##### STORED DATA

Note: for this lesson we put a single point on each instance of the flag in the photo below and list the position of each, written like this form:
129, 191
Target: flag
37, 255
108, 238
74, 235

##########

● PROBLEM REQUIREMENTS
Print each line above exactly as it stands.

● EXERCISE RESULT
Note: for this lesson we put a single point on each instance of the flag in the photo below and list the position of each, written like this form:
129, 191
Target: flag
37, 255
108, 238
74, 235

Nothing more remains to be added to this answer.